In this study, we analyzed headache onset timing in children with migraine or tension-type headache and comorbid conditions. We focused on headache onset timing, especially those that occurred during morning hours, and further classified them based on their occurrences at awakening, after standing up, or later in the morning. We hypothesized that detailed classifications of morning headache in children with migraine or tension-type headache might help predict the presence of comorbid conditions.

2. Methods

2.1. Patients

A retrospective analysis was conducted using the medical records of pediatric patients who were diagnosed with migraine or tension-type headache in the child neurology clinic at our hospital between 2021 and 2023. Our hospital is an urban university-affiliated hospital, designated as a tertiary referral center for the management of headache disorders and OI. Headache management was performed by a physician who was board-certified in both Pediatric Neurology and Headache Medicine.

### Provided material:
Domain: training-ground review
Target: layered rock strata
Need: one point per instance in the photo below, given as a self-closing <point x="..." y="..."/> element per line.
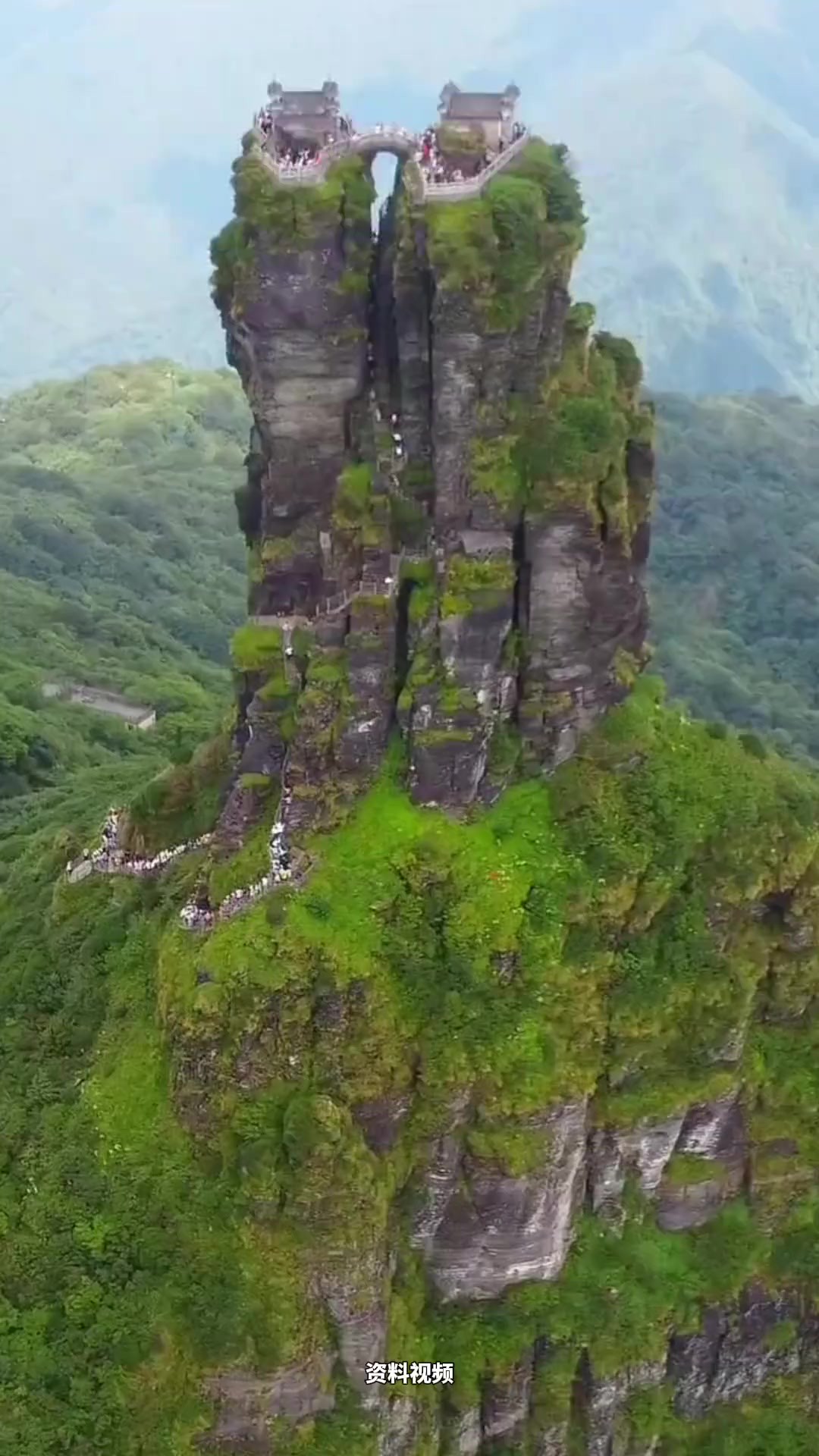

### Task A:
In the headache study excerpt, what are all the timing categories used to classify morning headaches?
### Task B:
Set down the headache study excerpt from "2.1. Patients" up to and including "and Headache Medicine.".
The listing comes from a separate source, unrelated to the headache study excerpt.

### Written reply A:
At awakening, after standing up, and later in the morning.

### Written reply B:
2.1. Patients

A retrospective analysis was conducted using the medical records of pediatric patients who were diagnosed with migraine or tension-type headache in the child neurology clinic at our hospital between 2021 and 2023. Our hospital is an urban university-affiliated hospital, designated as a tertiary referral center for the management of headache disorders and OI. Headache management was performed by a physician who was board-certified in both Pediatric Neurology and Headache Medicine.